_PROBLÈMES À RÉSOUDRE_.
a) D'après le texte sur les sous-marins en mer de Chine du Sud, répondez aux questions suivantes :
(i) Quel ancien Premier ministre a enlevé deux traits de la ligne, et dans quel golfe ?
(ii) À quelle date la Cour permanente d'arbitrage de La Haye a-t-elle remis en cause la « langue de bœuf » chinoise ?
(iii) Où se trouve la base chinoise pour sous-marins longtemps restée secrète ?
b) Recopiez mot pour mot le passage du texte sur les sous-marins en mer de Chine du Sud, depuis « C’est une histoire » jusqu'à « c’est-à-dire les sous-marins. ».

:: EXTRAIT DU TEXTE ::

Mer de Chine du Sud : le secret des routes sous-marines

Ce cliché datant d'août 2014 montre un sous-marin de la flotte de Nanhai de l'Armée de libération populaire chinoise, en plein exercice naval en mer de Chine du Sud. (Crédits : AFP PHOTO / STR)
Ce cliché datant d'août 2014 montre un sous-marin de la flotte de Nanhai de l'Armée de libération populaire chinoise, en plein exercice naval en mer de Chine du Sud. (Crédits : AFP PHOTO / STR)
C’est une histoire « sous-marine » des conflits territoriaux en mer de Chine méridionale, au sens propre comme au figuré. Au sens figuré, car la situation manque cruellement de transparence, les acteurs concernés se montrant globalement peu enclins à communiquer la moindre information sensible en la matière. Au sens propre, car cette affaire se passe sous l’eau et concerne les engins militaires qui s’y cachent, c’est-à-dire les sous-marins.

Contexte

La « langue de bœuf » désigne la zone revendiquée par Pékin en mer de Chine du Sud, qui correspond à la quasi-totalité de la zone. C’est l’autre nom de la « ligne en onze traits » sur la carte chinoise de 1947. Elle est connue aujourd’hui sous le nom de « ligne à neuf traits » après que l’ancien Premier ministre Zhou Enlai a enlevé deux traits dans le Golfe du Tonkin.

La « langue de boeuf » chinoise a été remise en cause récemment par la Cour permanente d’arbitrage de La Haye le 12 juillet dernier. Saisi par les Philippines, le tribunal a jugé qu’il n’y a « aucun fondement juridique pour que la Chine revendique des droits historiques sur des ressources dans les zones maritimes à l’intérieur de la ligne en neuf traits » (lire notre article sur l’arbitrage pour mieux comprendre). Aujourd’hui, les Philippines de Rodrigo Duterte ont fait volte-face et décidé d’ignorer cet arrêt de la Cour de La Haye. En témoigne le premier voyage officiel en Chine du président philippin du 18 au 21 octobre.

Traditionnel ou nucléaire, le sous-marin constitue l’arme de discrétion par excellence. Tous les pays ou presque essaient d’ailleurs de s’en munir dans la région, quand ils ne sont pas déjà bien pourvus en arsenaux et autres infrastructures. La Chine, par exemple, est membre du « top 3 » des forces navales actuelles, en progression constante, avec sa base pour sous-marins longtemps restée secrète à Sanya, sur l’île de Hainan, en mer de Chine méridionale précisément.

:::
:: LISTE DES DONNÉES ::

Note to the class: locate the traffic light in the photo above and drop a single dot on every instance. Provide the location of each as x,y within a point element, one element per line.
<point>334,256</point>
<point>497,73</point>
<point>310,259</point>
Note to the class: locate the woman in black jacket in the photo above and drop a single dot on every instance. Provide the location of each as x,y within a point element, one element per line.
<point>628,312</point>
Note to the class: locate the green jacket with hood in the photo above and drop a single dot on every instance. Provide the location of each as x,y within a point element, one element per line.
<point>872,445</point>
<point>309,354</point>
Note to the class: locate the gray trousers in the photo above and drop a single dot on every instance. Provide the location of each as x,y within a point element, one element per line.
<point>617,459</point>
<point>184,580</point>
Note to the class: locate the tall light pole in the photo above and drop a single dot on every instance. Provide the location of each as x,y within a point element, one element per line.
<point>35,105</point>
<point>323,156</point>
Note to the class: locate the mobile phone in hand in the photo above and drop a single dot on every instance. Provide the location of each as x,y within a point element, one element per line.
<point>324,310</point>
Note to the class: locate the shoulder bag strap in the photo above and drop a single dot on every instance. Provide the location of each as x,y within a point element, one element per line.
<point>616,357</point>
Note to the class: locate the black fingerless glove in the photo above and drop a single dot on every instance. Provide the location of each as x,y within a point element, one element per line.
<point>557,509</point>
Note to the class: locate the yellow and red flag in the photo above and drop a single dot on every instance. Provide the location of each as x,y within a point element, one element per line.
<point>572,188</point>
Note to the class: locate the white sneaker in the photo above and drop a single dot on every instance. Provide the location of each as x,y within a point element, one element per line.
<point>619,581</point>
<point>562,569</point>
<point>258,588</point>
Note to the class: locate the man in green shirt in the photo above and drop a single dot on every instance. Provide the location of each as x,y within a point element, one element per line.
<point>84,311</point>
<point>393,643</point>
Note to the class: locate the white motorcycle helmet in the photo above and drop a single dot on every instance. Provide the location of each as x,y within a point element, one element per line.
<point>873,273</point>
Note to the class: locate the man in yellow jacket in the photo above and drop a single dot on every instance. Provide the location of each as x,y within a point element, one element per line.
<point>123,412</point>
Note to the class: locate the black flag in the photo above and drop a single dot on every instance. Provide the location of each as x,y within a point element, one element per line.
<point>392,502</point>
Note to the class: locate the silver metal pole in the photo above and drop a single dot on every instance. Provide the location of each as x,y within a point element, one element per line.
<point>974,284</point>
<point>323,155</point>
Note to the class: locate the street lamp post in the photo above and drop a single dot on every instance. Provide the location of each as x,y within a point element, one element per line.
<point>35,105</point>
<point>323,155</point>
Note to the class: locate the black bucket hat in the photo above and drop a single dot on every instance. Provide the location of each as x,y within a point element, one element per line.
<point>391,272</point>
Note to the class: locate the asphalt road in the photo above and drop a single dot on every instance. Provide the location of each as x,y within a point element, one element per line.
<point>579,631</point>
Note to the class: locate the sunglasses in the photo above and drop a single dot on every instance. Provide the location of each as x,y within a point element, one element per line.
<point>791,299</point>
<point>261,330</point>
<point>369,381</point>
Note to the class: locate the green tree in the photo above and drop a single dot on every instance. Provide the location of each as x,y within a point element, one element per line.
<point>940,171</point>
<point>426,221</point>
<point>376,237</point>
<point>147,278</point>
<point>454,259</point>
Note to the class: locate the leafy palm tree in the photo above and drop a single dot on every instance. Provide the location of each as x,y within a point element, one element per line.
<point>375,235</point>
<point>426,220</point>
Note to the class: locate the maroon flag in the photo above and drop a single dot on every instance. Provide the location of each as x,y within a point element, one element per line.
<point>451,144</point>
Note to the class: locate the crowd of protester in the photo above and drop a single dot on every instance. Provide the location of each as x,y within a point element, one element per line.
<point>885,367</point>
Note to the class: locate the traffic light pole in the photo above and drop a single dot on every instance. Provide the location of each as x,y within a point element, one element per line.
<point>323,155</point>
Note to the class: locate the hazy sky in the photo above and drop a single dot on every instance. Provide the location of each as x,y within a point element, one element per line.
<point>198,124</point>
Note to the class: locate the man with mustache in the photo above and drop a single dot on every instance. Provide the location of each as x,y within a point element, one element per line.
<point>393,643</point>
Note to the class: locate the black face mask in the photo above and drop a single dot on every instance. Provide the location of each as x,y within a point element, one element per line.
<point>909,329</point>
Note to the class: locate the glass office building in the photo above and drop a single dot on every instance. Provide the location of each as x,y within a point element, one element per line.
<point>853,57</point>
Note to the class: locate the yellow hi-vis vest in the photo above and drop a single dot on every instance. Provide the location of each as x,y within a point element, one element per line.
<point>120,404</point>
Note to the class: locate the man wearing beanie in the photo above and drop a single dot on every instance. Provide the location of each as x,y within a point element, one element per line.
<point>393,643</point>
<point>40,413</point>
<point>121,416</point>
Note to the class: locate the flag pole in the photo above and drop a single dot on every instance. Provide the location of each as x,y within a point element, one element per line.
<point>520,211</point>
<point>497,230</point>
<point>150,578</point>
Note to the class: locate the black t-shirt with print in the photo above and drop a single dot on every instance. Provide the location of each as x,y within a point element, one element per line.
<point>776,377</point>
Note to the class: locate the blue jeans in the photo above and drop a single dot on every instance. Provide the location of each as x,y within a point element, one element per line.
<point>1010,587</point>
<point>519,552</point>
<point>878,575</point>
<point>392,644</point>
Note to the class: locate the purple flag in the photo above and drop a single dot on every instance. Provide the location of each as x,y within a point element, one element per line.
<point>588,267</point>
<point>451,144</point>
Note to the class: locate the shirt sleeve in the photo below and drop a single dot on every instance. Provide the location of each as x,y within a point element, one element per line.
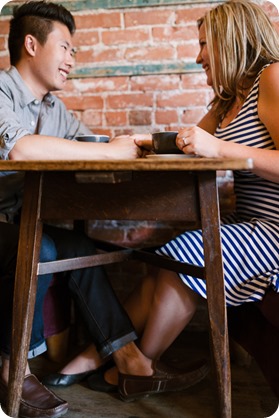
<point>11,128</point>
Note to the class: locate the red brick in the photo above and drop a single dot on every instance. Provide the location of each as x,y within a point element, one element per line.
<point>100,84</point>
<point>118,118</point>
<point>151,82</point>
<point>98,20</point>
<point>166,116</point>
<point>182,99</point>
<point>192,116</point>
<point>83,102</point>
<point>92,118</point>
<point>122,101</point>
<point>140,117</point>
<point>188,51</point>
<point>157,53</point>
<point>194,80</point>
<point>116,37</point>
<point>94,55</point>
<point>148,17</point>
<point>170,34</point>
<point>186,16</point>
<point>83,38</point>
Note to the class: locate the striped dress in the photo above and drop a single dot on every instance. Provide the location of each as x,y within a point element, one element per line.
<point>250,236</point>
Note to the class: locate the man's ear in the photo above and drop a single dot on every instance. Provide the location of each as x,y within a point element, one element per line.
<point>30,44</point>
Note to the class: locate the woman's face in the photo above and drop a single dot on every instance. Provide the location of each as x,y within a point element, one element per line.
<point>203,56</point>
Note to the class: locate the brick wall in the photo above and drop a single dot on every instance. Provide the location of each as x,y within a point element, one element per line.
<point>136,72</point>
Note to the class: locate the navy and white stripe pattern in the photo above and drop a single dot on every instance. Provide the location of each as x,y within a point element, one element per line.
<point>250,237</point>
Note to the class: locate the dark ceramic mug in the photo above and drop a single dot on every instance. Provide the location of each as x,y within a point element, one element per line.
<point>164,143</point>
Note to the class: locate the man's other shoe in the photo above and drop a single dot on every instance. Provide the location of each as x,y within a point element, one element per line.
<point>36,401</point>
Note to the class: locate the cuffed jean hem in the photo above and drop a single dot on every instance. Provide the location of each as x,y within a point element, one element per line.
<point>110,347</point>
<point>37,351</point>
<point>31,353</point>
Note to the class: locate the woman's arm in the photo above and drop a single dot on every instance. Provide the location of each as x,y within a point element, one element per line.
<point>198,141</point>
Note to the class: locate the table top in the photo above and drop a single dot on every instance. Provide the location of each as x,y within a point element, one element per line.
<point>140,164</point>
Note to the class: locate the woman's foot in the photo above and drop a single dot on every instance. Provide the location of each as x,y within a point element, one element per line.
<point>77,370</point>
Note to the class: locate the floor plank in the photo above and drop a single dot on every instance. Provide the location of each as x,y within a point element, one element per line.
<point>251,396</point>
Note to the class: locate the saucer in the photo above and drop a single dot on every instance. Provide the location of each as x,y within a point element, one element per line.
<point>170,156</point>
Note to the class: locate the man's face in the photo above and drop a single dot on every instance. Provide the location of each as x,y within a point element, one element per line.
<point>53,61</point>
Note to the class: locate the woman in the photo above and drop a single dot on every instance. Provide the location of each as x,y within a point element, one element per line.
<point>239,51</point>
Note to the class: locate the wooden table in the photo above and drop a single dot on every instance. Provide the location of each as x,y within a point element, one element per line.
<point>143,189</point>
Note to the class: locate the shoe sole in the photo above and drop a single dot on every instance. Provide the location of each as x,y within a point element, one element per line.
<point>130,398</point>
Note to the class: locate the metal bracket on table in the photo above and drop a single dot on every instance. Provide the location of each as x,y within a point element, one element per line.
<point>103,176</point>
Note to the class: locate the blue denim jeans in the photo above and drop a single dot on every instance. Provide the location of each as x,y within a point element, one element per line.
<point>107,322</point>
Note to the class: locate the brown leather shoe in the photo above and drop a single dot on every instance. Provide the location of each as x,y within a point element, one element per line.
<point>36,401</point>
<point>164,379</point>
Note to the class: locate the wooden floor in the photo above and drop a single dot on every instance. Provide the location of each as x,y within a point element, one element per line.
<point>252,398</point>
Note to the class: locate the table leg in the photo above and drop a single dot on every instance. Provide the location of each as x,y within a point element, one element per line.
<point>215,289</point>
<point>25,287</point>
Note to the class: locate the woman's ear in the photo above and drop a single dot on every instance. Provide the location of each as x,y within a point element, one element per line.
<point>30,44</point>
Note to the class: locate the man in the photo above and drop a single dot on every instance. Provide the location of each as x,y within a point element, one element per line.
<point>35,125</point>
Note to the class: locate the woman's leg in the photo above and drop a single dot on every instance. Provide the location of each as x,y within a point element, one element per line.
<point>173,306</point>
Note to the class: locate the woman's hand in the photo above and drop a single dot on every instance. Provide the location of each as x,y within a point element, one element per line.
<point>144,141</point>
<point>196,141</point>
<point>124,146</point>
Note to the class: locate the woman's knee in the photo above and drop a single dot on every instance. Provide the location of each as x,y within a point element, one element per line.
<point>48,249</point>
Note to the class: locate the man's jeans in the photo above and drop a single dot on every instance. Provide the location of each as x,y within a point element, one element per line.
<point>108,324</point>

:::

_RÉPONSES ATTENDUES_.
a)
(i) Zhou Enlai, dans le Golfe du Tonkin.
(ii) Le 12 juillet.
(iii) À Sanya, sur l'île de Hainan, en mer de Chine méridionale.

b)
C’est une histoire « sous-marine » des conflits territoriaux en mer de Chine méridionale, au sens propre comme au figuré. Au sens figuré, car la situation manque cruellement de transparence, les acteurs concernés se montrant globalement peu enclins à communiquer la moindre information sensible en la matière. Au sens propre, car cette affaire se passe sous l’eau et concerne les engins militaires qui s’y cachent, c’est-à-dire les sous-marins.